**Problem to work on**
Give back each line of the data exactly.

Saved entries
"""

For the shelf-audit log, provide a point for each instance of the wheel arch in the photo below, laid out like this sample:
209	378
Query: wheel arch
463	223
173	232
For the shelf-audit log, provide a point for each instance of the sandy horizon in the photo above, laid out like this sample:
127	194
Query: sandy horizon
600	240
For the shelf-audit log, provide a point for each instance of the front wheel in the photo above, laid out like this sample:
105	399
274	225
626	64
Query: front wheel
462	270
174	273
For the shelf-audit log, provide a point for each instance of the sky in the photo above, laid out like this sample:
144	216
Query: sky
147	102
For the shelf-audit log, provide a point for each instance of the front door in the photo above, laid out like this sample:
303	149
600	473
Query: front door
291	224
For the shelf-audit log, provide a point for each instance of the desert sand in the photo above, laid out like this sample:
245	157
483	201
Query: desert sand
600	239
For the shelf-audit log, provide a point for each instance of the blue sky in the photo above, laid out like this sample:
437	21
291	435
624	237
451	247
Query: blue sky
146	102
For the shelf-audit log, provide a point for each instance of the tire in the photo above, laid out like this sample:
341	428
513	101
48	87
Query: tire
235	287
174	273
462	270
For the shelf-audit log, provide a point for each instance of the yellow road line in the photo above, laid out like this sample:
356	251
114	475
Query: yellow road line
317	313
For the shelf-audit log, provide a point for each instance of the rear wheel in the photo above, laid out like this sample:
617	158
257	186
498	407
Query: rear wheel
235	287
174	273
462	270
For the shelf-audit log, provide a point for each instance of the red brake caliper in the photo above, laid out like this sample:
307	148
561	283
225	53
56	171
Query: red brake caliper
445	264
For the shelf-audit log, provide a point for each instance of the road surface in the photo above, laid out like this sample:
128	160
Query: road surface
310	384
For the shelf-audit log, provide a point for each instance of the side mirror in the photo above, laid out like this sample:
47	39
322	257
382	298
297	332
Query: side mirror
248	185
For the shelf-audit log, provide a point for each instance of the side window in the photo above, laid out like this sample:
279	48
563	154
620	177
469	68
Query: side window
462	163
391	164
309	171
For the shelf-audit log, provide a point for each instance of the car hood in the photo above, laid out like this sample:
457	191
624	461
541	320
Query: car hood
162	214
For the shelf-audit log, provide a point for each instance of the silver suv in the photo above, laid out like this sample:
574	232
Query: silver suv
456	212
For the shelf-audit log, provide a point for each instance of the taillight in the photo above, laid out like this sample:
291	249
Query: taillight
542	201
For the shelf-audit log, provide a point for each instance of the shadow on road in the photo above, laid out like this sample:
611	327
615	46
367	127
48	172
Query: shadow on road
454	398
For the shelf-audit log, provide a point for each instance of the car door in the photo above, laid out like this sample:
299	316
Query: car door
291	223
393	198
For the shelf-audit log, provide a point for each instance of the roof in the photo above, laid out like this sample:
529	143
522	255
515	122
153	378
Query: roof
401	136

"""

**Written solution**
For the shelf-audit log, provide a point for each instance of the wheel arch in the photo below, laid out like this sample:
209	378
Query: wheel arch
463	223
173	232
For the shelf-audit log, provide a point for each instance of the sandy horizon in the photo above, laid out like this sample:
127	194
Query: sandy horizon
600	240
For the shelf-audit log, provide a point for each instance of the front wheel in the photo above, laid out like this sample:
105	399
274	225
626	64
Query: front wheel
462	270
174	273
For the shelf-audit log, provide a point for each instance of the sky in the photo above, laid out like this sample:
144	216
Query: sky
147	102
For the shelf-audit log, provide a point for each instance of the front door in the photo above, laid out like this sample:
303	149
600	473
Query: front door
291	224
For the shelf-audit log, provide a point for each instance of the desert sand in the photo above, laid out like this sample:
245	157
483	201
Query: desert sand
600	239
For the shelf-audit log, provide a point for each instance of the blue sky in the photo above, laid out like this sample:
437	21
291	435
624	237
451	247
Query: blue sky
146	102
For the shelf-audit log, provide a point for each instance of the tire in the photo above, laid out like this sample:
341	428
513	101
48	87
Query: tire
235	287
174	273
462	270
For the shelf-audit log, provide a point for each instance of the yellow road line in the photo above, laid out like this sample:
356	251
114	475
Query: yellow road line
317	313
For the shelf-audit log, provide a point for each instance of the rear wheel in the photo above, laid out like this sample:
617	158
257	186
498	407
Query: rear wheel
235	287
174	273
462	270
For the shelf-audit log, provide a point for each instance of the red brake caliper in the photo above, laid out like this sample:
307	148
561	283
225	53
56	171
Query: red brake caliper
445	264
For the shelf-audit log, provide a point for each instance of the road surface in the photo above, laid out like this sample:
128	160
Query: road surface
310	384
For the shelf-audit log, provide a point for each instance of the side mirror in the photo above, laid out like this sample:
47	39
322	257
382	298
297	332
Query: side mirror
248	185
For the shelf-audit log, provide a point for each instance of the side window in the photo above, laid out like this sample:
279	48
563	154
620	177
469	68
Query: side window
462	163
391	164
309	171
For the shelf-audit log, provide a point for each instance of the car hood in the photo above, laid out like this sample:
457	191
624	461
541	320
Query: car hood
162	214
For the shelf-audit log, provide a point for each instance of the silver suv in the photo above, laid out like this sample:
574	232
Query: silver suv
456	212
For the shelf-audit log, provide a point for each instance of the taillight in the photo above, laid out like this sample:
291	249
Query: taillight
542	201
For the shelf-audit log, provide a point for each instance of the shadow on road in the photo above, laid out like this sample:
611	327
615	46
367	127
48	172
Query: shadow on road
454	398
For the shelf-audit log, provide a point for each instance of the car door in the photo above, laid out like this sample:
299	316
Query: car door
291	223
393	198
For the shelf-audit log, provide a point for each instance of the roof in the photo above, laid out like this sample:
529	143
522	255
515	122
153	378
Query: roof
401	136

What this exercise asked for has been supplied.